◆ **Written exercise**:
Answer these questions about the tortoise photography thread:
(a) What is clearing up on Iggy, according to the first post?
(b) Which member says they are sorry for the loss of Koopa?
(c) On what date did summonerofdoubt post?
··· Quoted passage ···
# Tortoise Photography



## prominent-beats (Mar 12, 2013)

I love my little ones <3

Squirt, my big girl (bright red lil girl)
Iggy, yellow colored red footed tortoise (just got him a couple weeks ago, and his shell fungus is clearing up nicely!)
Koopa, the little yellow foot I had for about eight months. He was sick from the day I got him. RIP <3


----------



## Eloise's mommy (Mar 12, 2013)

Beautiful babies and wonderful photography!!!


----------



## Torts4Life! (Mar 12, 2013)

Adorable Photos!! You're a great photographer with very cute tortoises!!


----------



## wellington (Mar 12, 2013)

Very nice photos. Sorry for the loss of your little one, Koopa.


----------



## AZtortMom (Mar 12, 2013)

Wonderful pictures


----------



## MasterOogway (Mar 12, 2013)

I live the phot shoot! My favorite us the one with the sunflower.


----------



## mainey34 (Mar 12, 2013)

Thank you for sharing..


----------



## Blakem (Mar 12, 2013)

Love the photos! I hope I can do some of these in the near future.


----------



## summonerofdoubt (Mar 13, 2013)

Nice!


----------
··· Dataset extract ···
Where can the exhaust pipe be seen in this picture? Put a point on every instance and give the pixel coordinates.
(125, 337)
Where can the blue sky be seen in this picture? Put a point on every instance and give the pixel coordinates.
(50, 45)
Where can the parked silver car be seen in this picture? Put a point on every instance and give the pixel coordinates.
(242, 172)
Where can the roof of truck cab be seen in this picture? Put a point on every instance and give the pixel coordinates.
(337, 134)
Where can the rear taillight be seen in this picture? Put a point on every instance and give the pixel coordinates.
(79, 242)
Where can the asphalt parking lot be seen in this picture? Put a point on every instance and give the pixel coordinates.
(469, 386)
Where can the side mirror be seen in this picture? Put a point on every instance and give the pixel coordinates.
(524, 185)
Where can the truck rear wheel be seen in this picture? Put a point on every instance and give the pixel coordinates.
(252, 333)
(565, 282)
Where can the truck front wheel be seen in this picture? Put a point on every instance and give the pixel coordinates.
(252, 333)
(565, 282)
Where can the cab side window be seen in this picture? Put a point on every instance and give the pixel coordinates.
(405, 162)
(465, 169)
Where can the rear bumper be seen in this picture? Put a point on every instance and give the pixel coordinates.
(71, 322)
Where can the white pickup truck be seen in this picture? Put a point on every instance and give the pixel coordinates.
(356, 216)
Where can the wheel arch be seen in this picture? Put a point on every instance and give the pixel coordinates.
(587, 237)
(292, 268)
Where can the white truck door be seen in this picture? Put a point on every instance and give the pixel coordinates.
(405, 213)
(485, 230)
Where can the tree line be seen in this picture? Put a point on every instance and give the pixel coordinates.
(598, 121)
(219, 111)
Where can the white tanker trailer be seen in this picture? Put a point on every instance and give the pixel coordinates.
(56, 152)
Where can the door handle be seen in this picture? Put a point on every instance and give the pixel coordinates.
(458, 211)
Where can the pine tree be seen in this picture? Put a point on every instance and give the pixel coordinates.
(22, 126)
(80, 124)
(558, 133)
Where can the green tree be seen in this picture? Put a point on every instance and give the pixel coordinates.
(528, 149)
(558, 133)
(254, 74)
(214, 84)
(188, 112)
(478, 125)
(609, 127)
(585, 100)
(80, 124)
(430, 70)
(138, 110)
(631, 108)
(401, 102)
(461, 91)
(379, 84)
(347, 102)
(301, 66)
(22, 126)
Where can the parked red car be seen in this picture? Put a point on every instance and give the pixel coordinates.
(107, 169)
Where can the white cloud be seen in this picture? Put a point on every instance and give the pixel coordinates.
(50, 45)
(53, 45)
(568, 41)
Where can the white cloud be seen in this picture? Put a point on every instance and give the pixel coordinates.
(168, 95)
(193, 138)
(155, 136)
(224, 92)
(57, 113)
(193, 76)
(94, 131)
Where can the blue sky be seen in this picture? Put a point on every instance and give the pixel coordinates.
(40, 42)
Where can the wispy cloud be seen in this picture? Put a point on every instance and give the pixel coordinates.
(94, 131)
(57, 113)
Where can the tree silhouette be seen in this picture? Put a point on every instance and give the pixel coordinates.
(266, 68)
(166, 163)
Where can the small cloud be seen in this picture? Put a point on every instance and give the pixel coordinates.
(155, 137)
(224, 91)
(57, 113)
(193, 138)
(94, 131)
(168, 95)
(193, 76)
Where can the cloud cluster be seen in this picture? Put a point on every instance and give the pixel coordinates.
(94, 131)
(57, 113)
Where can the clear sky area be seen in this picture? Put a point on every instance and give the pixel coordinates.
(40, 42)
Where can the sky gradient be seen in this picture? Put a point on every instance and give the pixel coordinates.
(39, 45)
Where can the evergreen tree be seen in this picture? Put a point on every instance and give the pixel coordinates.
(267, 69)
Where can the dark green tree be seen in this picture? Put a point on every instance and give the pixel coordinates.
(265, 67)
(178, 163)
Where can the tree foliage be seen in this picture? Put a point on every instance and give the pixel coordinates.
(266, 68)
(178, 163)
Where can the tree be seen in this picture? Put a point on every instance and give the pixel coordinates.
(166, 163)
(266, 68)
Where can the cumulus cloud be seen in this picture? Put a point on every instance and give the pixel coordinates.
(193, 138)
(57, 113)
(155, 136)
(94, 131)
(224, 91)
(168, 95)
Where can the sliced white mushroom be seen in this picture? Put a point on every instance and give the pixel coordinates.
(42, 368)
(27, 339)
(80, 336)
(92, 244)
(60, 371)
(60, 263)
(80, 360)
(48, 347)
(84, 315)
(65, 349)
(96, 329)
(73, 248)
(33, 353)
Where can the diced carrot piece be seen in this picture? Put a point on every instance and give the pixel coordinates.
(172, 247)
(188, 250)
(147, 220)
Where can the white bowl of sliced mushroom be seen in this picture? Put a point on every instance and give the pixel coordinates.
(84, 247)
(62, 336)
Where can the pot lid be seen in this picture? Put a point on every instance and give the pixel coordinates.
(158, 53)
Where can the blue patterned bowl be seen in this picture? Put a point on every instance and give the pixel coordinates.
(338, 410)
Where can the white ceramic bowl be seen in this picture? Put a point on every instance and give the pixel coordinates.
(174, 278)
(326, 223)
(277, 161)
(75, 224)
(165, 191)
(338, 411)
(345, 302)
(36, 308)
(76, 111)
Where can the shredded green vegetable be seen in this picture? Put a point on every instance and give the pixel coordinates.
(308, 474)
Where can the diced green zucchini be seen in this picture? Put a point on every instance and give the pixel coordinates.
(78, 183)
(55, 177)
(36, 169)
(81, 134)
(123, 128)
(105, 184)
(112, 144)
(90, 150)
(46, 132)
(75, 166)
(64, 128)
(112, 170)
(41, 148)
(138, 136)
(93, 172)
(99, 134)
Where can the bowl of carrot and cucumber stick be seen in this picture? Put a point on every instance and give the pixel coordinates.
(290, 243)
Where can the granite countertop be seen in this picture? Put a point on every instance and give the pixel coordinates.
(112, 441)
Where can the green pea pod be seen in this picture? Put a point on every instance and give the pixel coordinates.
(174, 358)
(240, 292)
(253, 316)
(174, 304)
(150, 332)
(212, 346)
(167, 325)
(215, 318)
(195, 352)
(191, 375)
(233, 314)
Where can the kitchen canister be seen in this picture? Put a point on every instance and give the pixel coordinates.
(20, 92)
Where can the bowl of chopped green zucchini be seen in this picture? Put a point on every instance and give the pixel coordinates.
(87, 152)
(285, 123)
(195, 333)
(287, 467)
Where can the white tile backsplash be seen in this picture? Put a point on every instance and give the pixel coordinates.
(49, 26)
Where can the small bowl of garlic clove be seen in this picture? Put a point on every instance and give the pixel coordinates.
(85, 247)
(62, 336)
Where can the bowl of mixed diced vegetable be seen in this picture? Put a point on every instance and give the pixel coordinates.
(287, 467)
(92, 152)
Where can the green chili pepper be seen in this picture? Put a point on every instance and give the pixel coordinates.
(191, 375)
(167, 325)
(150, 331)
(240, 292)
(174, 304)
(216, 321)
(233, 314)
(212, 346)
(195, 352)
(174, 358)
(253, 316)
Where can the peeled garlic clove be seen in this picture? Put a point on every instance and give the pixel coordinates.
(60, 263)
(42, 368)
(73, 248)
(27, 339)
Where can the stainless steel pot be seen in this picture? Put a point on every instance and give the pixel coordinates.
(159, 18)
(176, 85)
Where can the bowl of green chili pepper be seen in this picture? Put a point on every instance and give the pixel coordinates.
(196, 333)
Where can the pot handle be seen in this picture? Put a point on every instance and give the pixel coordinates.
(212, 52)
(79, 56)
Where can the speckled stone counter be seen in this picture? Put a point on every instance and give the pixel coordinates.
···
◆ **Result of this exercise**:
(a) His shell fungus
(b) wellington
(c) Mar 13, 2013